### WHAT IS REQUIRED
Write out the text on mounting artwork word for word, in full.

A well-executed mount is more than just another art technique to add to your tool-belt. It will add an aesthetic quality to your work and create the perfect environment for the viewer to experience your pictures. Mounts aren’t just for decorative purposes, they also serve as protection by allowing the art to expand or contract depending on temperature and moisture content of the surrounding air.
The mount also prevents the delicate pigments on the page from coming into contact with the glass of the frame. This is particularly necessary if you are framing work such as a pastel drawing or oil painting, which will stick to the glass, and with prolonged contact can be difficult to remove without damaging the art.
Although, it may look simple, the humble mount is more sophisticated than it first appears. Most standard mounts will have the window edges cut at 45 degrees to create a bevel and have a pleasing angled corner. Cutting through the board at an angle creates a nice finish but requires a completely straight and clean cut that meets at the corners perfectly.
This workshop shows you the basic methods you need to mount your art, but the more you mount, the better you will get, and you will go on to develop your own style.
Materials to mount your artwork
To create the mount you will need a clean, flat working area, a piece of work to mount, and a few basic tools:
- Mount board (see below for a run-down of the different options)
- A cutting mat
- A metal ruler
- A mount cutter
- A pencil – see our post on the best pencils
- Hinging tape
- Double-sided tape (optional)

### SUPPLIED INFORMATION
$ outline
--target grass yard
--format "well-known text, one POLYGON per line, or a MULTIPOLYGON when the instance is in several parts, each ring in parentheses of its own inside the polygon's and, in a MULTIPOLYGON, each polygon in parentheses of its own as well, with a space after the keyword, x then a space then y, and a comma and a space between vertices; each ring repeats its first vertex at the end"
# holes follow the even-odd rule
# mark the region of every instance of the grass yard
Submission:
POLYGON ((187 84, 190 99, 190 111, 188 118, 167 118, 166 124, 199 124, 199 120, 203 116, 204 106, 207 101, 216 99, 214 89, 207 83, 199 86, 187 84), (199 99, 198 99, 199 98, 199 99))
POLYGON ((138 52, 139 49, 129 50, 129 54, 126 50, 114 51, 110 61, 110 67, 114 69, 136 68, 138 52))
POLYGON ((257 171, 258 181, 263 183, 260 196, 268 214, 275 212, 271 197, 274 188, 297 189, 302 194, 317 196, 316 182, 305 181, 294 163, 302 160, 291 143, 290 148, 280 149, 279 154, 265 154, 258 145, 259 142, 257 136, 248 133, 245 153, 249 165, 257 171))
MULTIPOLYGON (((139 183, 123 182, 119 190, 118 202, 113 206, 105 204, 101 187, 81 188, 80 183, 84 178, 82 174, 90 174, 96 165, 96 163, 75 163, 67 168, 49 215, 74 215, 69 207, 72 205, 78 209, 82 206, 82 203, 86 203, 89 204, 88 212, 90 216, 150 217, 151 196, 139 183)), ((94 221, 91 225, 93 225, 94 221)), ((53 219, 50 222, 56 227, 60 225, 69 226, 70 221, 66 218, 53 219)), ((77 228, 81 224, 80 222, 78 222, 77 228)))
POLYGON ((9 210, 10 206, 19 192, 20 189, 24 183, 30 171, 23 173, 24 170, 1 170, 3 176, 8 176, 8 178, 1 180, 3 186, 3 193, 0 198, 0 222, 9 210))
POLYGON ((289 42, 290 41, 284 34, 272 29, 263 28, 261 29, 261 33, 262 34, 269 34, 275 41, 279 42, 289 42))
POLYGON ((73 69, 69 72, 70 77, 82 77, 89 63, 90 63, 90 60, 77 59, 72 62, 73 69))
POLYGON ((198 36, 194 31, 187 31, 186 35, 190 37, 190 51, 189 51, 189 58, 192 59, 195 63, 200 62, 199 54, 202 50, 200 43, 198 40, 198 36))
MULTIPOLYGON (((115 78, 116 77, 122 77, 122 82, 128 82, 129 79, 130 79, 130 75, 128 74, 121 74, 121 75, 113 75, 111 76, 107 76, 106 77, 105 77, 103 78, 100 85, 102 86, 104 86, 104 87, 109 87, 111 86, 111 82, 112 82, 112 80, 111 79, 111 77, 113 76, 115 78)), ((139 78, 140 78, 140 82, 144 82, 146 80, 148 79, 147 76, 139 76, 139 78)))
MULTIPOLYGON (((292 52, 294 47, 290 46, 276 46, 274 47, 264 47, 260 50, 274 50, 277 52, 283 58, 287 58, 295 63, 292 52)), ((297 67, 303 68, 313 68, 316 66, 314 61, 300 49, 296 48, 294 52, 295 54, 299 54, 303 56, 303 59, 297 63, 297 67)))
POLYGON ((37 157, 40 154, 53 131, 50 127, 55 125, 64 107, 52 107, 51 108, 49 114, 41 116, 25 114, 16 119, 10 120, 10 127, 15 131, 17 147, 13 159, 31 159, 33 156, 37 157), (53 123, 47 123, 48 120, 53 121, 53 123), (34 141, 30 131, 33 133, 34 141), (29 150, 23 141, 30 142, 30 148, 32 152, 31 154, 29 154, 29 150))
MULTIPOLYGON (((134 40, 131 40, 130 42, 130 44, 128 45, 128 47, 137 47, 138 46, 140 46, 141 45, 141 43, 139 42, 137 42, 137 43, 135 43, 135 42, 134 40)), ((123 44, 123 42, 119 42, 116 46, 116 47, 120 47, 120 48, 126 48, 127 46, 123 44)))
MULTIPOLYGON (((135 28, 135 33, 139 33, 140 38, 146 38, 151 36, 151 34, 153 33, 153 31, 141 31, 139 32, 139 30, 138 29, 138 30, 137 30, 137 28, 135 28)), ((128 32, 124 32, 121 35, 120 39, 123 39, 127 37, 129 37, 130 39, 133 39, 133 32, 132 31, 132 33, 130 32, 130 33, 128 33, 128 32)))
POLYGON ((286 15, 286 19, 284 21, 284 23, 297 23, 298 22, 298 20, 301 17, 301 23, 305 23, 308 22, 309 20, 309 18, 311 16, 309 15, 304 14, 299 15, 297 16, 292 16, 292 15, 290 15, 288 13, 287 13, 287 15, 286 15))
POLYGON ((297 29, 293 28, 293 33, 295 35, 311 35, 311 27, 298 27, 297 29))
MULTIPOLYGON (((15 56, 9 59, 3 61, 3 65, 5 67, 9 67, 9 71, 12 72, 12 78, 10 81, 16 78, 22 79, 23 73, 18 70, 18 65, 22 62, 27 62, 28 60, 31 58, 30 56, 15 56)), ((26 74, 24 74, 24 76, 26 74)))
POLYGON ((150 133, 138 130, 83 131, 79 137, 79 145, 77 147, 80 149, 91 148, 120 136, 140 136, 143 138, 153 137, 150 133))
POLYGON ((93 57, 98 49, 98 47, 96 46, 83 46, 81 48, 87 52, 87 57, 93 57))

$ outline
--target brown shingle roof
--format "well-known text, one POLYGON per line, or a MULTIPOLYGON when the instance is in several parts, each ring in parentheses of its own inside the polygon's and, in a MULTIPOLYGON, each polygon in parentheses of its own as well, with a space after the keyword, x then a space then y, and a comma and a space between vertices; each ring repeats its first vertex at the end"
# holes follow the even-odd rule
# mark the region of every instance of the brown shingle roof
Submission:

### SOLUTION
A well-executed mount is more than just another art technique to add to your tool-belt. It will add an aesthetic quality to your work and create the perfect environment for the viewer to experience your pictures. Mounts aren’t just for decorative purposes, they also serve as protection by allowing the art to expand or contract depending on temperature and moisture content of the surrounding air.
The mount also prevents the delicate pigments on the page from coming into contact with the glass of the frame. This is particularly necessary if you are framing work such as a pastel drawing or oil painting, which will stick to the glass, and with prolonged contact can be difficult to remove without damaging the art.
Although, it may look simple, the humble mount is more sophisticated than it first appears. Most standard mounts will have the window edges cut at 45 degrees to create a bevel and have a pleasing angled corner. Cutting through the board at an angle creates a nice finish but requires a completely straight and clean cut that meets at the corners perfectly.
This workshop shows you the basic methods you need to mount your art, but the more you mount, the better you will get, and you will go on to develop your own style.
Materials to mount your artwork
To create the mount you will need a clean, flat working area, a piece of work to mount, and a few basic tools:
- Mount board (see below for a run-down of the different options)
- A cutting mat
- A metal ruler
- A mount cutter
- A pencil – see our post on the best pencils
- Hinging tape
- Double-sided tape (optional)